**Instructions to follow**
Give back all the entries below. Omit none of them.

**Exercise data**

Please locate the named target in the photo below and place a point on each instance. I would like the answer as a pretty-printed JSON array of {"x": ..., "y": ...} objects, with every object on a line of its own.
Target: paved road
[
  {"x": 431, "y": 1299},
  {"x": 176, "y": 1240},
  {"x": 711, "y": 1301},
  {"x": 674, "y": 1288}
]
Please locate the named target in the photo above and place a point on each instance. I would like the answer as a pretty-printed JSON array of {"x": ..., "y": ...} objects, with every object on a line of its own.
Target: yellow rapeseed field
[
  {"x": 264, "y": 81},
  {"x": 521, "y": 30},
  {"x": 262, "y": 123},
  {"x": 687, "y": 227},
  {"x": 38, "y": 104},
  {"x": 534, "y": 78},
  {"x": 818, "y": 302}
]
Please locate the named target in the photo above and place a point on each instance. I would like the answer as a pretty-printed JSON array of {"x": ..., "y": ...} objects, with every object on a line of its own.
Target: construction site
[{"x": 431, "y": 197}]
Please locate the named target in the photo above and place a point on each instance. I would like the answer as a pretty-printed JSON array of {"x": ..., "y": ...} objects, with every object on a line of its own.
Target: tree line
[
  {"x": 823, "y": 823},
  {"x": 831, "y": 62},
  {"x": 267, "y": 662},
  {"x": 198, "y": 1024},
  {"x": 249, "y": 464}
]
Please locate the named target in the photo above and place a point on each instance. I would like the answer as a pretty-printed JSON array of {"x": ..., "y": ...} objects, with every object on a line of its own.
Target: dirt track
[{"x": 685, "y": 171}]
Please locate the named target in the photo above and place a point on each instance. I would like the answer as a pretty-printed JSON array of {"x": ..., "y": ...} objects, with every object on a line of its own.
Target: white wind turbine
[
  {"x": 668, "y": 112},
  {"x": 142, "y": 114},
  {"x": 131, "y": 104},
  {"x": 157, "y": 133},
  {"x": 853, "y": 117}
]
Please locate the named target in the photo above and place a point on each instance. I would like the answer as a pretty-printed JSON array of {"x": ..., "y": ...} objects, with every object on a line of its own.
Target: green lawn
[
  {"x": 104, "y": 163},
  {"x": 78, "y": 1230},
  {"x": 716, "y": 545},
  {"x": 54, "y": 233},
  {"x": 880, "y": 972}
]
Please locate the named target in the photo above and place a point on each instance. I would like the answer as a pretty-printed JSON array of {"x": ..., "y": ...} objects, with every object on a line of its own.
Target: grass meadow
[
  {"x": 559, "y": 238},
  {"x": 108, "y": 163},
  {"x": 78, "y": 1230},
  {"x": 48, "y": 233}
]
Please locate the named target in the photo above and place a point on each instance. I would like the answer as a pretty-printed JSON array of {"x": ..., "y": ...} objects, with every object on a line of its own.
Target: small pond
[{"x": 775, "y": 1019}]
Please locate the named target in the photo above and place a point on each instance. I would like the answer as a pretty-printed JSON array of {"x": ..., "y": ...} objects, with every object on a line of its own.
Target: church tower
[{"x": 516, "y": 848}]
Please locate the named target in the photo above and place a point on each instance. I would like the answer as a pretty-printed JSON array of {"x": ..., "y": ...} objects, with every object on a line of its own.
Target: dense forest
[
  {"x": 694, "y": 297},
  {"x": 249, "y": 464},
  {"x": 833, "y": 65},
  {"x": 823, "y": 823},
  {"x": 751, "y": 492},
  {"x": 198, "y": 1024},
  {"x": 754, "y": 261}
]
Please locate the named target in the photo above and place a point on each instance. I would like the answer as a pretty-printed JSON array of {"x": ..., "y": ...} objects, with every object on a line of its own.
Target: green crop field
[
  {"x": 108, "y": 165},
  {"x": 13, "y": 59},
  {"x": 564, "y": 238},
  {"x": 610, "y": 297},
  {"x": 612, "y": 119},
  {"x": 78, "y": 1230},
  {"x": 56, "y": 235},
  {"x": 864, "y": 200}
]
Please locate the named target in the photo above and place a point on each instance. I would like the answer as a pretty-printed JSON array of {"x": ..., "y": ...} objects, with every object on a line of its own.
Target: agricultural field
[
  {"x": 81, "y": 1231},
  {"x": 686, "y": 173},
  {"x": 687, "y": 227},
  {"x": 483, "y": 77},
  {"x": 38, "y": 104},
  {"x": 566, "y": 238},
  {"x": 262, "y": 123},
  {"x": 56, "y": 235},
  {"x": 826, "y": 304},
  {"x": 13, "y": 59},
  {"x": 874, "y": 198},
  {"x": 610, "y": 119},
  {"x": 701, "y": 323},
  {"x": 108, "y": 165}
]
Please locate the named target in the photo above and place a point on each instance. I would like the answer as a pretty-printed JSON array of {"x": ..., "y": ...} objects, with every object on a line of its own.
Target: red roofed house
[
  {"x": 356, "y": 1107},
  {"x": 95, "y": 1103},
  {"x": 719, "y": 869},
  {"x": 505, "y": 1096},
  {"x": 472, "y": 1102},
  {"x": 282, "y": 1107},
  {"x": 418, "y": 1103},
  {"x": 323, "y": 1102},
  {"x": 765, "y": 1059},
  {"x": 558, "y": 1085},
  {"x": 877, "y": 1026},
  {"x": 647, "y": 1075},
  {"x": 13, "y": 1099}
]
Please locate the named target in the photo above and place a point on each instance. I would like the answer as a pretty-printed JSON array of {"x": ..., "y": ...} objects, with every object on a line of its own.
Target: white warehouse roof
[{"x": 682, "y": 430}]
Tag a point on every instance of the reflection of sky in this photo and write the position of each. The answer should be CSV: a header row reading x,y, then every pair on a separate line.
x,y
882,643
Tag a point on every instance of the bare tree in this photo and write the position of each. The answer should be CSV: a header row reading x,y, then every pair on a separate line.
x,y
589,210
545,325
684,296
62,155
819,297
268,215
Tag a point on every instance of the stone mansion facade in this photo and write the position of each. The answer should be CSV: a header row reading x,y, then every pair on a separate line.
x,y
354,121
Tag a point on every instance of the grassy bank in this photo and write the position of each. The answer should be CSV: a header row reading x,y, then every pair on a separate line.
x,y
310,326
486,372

**Response to the exercise**
Please locate the named target in the photo below and place a point on each instance. I would like the answer as a pretty-printed JSON array of {"x": ..., "y": ...} objects, with every object on a line of its own.
Target: paved road
[
  {"x": 431, "y": 1299},
  {"x": 176, "y": 1240},
  {"x": 711, "y": 1301},
  {"x": 674, "y": 1288}
]
Please locate the named target in the photo above and place a point on each instance. I would like the answer as a pretty-printed JSON array of {"x": ..., "y": ...} objects, with every object on a line of its own.
Target: yellow rapeseed field
[
  {"x": 264, "y": 81},
  {"x": 521, "y": 30},
  {"x": 262, "y": 123},
  {"x": 687, "y": 227},
  {"x": 38, "y": 104},
  {"x": 534, "y": 78},
  {"x": 818, "y": 302}
]
Please locate the named target in the photo above and place a point on each instance. I would like the answer as a pretty-printed JSON array of {"x": ..., "y": ...} objects, with every object on a line of its own.
Target: construction site
[{"x": 431, "y": 197}]
Please locate the named target in the photo above and place a point on each instance. I would like the answer as a pretty-printed JSON array of {"x": ..., "y": ...} objects, with every object on a line of its own.
Target: tree line
[
  {"x": 823, "y": 823},
  {"x": 831, "y": 62},
  {"x": 267, "y": 662},
  {"x": 198, "y": 1024},
  {"x": 249, "y": 464}
]
Please locate the named target in the photo above and place a point on each instance. I would like the answer as a pretty-printed JSON array of {"x": ..., "y": ...} objects, with every object on a line of its own.
Target: dirt track
[{"x": 685, "y": 171}]
Please locate the named target in the photo above and place a point on each instance. I would like the answer as a pretty-printed JSON array of {"x": ..., "y": ...} objects, with every object on a line of its own.
Target: white wind turbine
[
  {"x": 668, "y": 112},
  {"x": 142, "y": 114},
  {"x": 131, "y": 104},
  {"x": 157, "y": 133},
  {"x": 853, "y": 117}
]
Please locate the named target in the photo above and place a point on each instance. I would like the answer as a pretty-printed JSON array of {"x": ..., "y": ...} objects, with every object on a line of its own.
Target: green lawn
[
  {"x": 104, "y": 163},
  {"x": 78, "y": 1230},
  {"x": 716, "y": 545},
  {"x": 54, "y": 233},
  {"x": 880, "y": 972}
]
Please locate the named target in the photo above and place a point on each instance. I would like the answer as a pretty-printed JSON array of {"x": ..., "y": ...} objects, with every object on a line of its own.
Target: grass meadow
[
  {"x": 559, "y": 238},
  {"x": 108, "y": 163},
  {"x": 78, "y": 1230},
  {"x": 48, "y": 233}
]
Please locate the named target in the photo above and place a point on each instance. I would like the answer as a pretty-printed JSON array of {"x": ..., "y": ...} objects, with every object on a line of its own.
Target: small pond
[{"x": 775, "y": 1019}]
Please locate the named target in the photo above and place a point on each instance. I would like the answer as a pretty-printed JSON array of {"x": ..., "y": ...} objects, with every object on a line of its own.
Target: church tower
[{"x": 516, "y": 848}]
Please locate the named target in the photo above and place a point on each instance. I would like the answer as a pretty-printed JSON array of {"x": ..., "y": ...} objects, with every object on a line of its own.
Target: dense forest
[
  {"x": 694, "y": 297},
  {"x": 249, "y": 464},
  {"x": 833, "y": 65},
  {"x": 823, "y": 823},
  {"x": 751, "y": 492},
  {"x": 198, "y": 1024},
  {"x": 754, "y": 261}
]
Please locate the named target in the photo above and place a point on each instance. I would like the answer as a pretty-printed JSON array of {"x": ..., "y": ...} objects, with every object on a line of its own.
Target: green crop field
[
  {"x": 108, "y": 165},
  {"x": 13, "y": 59},
  {"x": 564, "y": 238},
  {"x": 610, "y": 297},
  {"x": 612, "y": 119},
  {"x": 78, "y": 1230},
  {"x": 56, "y": 235},
  {"x": 864, "y": 200}
]
Please locate the named target in the photo above and place a point on each instance. I would like the answer as a pretty-printed JSON array of {"x": ..., "y": ...} objects, with every object on a line of its own.
Target: agricultural field
[
  {"x": 81, "y": 1231},
  {"x": 686, "y": 173},
  {"x": 687, "y": 227},
  {"x": 483, "y": 77},
  {"x": 38, "y": 104},
  {"x": 566, "y": 238},
  {"x": 262, "y": 123},
  {"x": 56, "y": 235},
  {"x": 826, "y": 304},
  {"x": 13, "y": 59},
  {"x": 874, "y": 198},
  {"x": 610, "y": 119},
  {"x": 701, "y": 323},
  {"x": 108, "y": 165}
]
Please locate the named target in the photo above and place a point on each instance. I would like the answer as a pretty-printed JSON array of {"x": ..., "y": ...} objects, with every object on a line of its own.
Target: red roofed house
[
  {"x": 356, "y": 1107},
  {"x": 95, "y": 1103},
  {"x": 719, "y": 869},
  {"x": 505, "y": 1096},
  {"x": 472, "y": 1102},
  {"x": 282, "y": 1107},
  {"x": 418, "y": 1103},
  {"x": 323, "y": 1102},
  {"x": 765, "y": 1059},
  {"x": 558, "y": 1085},
  {"x": 877, "y": 1026},
  {"x": 647, "y": 1075},
  {"x": 13, "y": 1099}
]
Please locate the named target in the photo above and place a point on each instance. I would like the answer as a pretty-printed JSON array of {"x": ..., "y": ...} objects, with every object on a line of its own.
Target: white warehouse roof
[{"x": 682, "y": 430}]
Tag a point on every instance of the reflection of sky in this photo and write the position of each. The answer should be CSV: a header row reading x,y, then every pair on a separate line.
x,y
882,643
Tag a point on every instance of the bare tree in this photo and write the position of each. The answer should be CSV: a header row reading x,y, then every pair on a separate line.
x,y
589,210
545,325
684,296
62,155
819,297
268,215
Tag a point on every instance of the stone mansion facade in this photo and write the position of each. The answer should be CSV: a header row reading x,y, then every pair on a separate line.
x,y
354,121
Tag a point on every instance of the grassy bank in this photo and write the position of each. The answer should be CSV: a header row reading x,y, then every pair on a separate line.
x,y
310,326
486,372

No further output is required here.